───── Supplied data

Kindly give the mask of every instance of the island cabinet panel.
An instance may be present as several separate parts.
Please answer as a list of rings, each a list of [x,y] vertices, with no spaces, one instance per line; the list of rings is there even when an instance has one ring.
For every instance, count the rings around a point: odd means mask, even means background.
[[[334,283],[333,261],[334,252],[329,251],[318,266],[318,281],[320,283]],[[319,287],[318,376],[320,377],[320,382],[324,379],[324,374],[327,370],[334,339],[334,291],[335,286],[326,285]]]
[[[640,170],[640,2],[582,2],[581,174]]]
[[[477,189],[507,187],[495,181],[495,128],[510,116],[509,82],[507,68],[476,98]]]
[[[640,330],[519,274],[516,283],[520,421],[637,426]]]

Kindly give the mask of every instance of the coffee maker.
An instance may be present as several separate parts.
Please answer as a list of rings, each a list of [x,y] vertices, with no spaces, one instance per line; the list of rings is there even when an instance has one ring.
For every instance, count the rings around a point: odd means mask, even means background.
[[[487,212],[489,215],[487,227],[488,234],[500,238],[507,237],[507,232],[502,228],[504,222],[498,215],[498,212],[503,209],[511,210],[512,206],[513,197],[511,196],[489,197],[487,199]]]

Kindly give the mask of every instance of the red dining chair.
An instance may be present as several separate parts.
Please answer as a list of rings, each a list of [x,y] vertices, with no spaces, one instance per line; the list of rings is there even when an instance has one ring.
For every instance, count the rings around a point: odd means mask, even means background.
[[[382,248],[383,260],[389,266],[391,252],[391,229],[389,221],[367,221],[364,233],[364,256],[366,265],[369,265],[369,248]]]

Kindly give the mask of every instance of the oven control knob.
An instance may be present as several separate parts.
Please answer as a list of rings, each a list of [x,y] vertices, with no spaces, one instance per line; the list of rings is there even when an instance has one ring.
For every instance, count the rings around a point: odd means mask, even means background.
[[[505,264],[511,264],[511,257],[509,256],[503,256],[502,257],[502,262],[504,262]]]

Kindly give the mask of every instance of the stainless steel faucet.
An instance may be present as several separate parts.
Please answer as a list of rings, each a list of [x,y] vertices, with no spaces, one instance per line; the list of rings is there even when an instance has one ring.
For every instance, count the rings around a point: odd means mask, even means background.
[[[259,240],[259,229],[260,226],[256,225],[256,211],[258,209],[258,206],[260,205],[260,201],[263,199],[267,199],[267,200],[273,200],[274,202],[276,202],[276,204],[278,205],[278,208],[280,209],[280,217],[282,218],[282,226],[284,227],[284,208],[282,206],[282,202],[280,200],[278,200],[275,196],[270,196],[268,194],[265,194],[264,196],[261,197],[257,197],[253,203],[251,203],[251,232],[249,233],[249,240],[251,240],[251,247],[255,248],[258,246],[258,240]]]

──────────
───── Supplied data

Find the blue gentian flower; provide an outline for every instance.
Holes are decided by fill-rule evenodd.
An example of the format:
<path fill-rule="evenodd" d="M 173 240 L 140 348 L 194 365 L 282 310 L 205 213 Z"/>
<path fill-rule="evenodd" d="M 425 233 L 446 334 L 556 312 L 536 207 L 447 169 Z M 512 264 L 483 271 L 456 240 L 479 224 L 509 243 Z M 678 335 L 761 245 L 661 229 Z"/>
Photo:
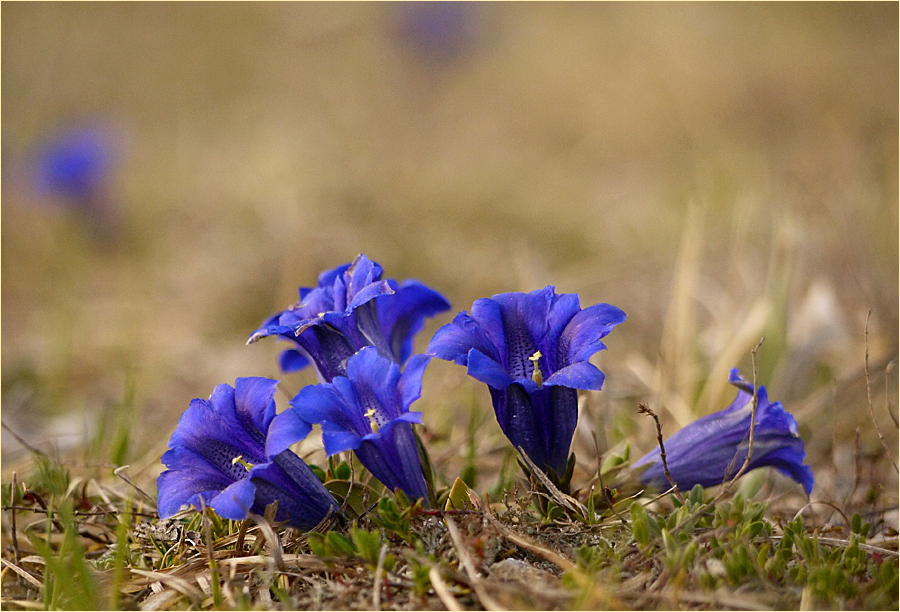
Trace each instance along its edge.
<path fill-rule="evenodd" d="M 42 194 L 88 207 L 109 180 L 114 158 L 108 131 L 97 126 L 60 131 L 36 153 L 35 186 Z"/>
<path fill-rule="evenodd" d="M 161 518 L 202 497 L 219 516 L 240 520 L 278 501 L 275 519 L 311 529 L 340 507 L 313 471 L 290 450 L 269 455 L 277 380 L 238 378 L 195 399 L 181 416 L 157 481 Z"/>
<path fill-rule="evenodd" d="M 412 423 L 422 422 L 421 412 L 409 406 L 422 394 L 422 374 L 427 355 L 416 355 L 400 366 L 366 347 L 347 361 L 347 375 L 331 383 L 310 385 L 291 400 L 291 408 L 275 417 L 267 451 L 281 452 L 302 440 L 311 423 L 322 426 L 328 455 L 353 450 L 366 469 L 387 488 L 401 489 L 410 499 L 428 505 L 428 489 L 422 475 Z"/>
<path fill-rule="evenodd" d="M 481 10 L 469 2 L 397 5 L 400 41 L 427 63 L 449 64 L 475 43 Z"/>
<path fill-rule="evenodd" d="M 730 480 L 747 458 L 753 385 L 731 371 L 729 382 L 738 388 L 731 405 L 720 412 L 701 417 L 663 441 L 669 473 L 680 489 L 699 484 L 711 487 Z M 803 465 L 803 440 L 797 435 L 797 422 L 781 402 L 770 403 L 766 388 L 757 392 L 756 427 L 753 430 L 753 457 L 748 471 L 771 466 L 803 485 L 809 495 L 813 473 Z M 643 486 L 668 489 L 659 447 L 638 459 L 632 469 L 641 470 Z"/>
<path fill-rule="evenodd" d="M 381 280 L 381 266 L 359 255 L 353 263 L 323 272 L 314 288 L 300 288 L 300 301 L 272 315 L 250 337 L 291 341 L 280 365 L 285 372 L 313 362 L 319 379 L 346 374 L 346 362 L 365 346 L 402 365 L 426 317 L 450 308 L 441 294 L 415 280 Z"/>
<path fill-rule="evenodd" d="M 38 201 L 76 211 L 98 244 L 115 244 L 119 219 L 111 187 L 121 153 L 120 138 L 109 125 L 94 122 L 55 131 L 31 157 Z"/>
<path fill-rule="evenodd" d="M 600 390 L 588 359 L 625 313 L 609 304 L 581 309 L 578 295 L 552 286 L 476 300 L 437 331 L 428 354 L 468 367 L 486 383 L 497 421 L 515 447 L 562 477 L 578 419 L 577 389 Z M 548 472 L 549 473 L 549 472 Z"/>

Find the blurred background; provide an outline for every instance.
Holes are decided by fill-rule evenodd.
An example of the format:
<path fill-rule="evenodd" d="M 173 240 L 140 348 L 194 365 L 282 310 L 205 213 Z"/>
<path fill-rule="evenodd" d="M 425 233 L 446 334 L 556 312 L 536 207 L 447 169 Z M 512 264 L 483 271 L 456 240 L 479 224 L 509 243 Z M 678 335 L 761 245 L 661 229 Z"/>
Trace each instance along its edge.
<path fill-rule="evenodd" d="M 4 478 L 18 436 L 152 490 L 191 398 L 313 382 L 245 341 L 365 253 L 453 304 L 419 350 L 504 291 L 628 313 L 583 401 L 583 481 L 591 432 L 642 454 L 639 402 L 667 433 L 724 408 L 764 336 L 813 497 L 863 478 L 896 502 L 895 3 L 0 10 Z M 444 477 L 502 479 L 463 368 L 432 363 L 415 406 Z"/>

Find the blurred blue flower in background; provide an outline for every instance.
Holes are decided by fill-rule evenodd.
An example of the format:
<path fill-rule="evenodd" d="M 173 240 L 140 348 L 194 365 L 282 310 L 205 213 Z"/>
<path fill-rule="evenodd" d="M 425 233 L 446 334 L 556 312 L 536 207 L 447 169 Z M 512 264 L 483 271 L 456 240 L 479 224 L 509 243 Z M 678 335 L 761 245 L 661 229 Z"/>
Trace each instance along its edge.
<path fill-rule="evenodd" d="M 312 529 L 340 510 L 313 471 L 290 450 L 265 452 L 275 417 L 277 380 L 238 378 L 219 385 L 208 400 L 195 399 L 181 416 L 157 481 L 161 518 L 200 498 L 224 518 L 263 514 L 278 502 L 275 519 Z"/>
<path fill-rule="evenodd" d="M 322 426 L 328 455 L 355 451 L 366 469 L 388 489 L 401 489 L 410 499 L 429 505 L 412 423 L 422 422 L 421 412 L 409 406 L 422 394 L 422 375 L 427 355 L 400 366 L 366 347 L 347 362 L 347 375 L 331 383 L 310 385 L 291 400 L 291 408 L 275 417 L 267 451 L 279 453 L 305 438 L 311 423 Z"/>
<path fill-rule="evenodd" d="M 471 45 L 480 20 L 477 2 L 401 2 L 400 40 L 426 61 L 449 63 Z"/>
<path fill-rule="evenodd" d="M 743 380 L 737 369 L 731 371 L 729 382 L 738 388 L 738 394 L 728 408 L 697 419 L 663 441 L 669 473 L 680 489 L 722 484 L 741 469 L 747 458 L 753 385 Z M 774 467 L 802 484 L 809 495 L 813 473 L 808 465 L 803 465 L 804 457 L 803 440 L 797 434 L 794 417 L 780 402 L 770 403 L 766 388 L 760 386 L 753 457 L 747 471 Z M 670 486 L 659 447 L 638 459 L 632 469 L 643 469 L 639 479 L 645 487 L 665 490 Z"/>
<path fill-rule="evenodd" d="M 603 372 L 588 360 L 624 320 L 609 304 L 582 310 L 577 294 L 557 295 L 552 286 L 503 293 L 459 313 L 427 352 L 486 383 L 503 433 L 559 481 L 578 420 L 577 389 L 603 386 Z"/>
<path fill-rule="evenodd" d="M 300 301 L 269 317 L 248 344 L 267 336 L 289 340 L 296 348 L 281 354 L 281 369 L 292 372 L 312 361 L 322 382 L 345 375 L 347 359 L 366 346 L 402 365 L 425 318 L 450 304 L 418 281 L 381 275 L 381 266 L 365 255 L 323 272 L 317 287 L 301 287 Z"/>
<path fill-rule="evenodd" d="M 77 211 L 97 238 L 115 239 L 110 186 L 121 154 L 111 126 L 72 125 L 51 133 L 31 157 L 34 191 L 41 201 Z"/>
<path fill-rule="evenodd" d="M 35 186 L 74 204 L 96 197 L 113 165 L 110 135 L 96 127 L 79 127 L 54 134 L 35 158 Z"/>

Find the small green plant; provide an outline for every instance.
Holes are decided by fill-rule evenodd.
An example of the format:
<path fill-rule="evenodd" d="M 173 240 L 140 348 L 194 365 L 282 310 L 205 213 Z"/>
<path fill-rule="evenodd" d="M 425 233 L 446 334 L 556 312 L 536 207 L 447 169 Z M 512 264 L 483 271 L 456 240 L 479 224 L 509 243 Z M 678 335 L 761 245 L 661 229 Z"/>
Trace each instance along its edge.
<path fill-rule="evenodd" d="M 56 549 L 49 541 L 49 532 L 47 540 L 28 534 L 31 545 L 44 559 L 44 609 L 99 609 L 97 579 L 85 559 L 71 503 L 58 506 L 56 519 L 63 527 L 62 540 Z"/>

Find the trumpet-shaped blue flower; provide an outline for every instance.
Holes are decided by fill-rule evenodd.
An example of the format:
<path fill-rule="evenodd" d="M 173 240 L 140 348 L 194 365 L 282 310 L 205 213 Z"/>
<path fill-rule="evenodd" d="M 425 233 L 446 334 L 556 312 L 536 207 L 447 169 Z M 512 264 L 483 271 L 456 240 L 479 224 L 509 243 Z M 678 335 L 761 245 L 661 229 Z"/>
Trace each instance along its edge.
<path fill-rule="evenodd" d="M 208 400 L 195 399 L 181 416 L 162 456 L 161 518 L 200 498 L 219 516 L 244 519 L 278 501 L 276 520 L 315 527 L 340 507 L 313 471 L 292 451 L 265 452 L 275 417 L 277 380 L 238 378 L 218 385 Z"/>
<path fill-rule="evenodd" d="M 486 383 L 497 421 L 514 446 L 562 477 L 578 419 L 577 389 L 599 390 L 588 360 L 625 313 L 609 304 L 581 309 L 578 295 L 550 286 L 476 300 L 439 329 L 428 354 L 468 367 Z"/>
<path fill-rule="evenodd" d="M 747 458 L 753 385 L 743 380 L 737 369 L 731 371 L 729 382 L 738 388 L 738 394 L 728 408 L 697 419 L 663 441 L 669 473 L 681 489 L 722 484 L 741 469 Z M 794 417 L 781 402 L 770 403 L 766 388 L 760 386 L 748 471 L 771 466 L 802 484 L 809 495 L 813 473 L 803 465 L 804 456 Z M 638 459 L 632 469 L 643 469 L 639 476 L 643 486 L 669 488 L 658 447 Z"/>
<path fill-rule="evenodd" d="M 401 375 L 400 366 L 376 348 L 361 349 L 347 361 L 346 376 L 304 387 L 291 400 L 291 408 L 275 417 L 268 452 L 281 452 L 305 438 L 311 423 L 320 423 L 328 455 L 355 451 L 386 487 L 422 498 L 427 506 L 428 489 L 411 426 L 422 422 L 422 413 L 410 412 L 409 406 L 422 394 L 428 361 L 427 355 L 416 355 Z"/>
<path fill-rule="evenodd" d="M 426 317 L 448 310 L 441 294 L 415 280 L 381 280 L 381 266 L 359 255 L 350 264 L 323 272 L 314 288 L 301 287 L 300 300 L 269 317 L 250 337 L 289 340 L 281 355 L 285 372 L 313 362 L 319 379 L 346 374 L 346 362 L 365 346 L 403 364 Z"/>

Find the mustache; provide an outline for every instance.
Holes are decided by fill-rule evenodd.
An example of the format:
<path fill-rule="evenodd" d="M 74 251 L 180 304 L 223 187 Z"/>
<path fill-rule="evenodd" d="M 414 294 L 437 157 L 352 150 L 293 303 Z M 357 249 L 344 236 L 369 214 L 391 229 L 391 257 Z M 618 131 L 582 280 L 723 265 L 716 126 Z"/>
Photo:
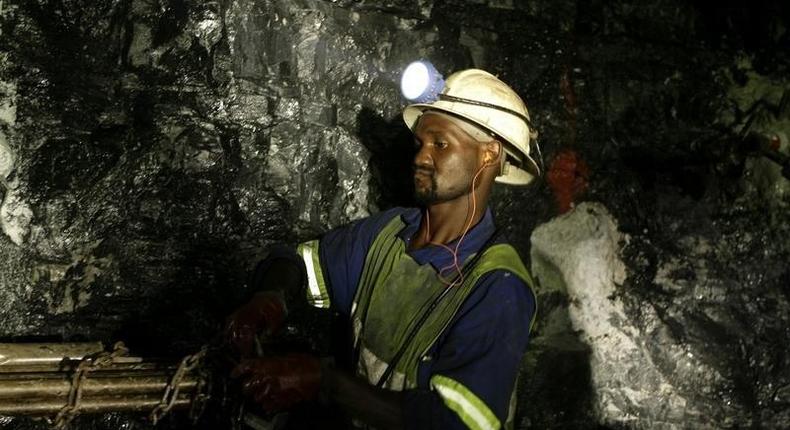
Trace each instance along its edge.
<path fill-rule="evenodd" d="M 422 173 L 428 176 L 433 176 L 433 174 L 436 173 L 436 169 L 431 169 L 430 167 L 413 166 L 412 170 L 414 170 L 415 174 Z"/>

──────────

- Work to complete -
Look over the records above and copy each line that includes the string "blurred".

- Result below -
Find the blurred background; provide an outline for every instance.
Find the blurred blue flower in background; provide an outline for every instance.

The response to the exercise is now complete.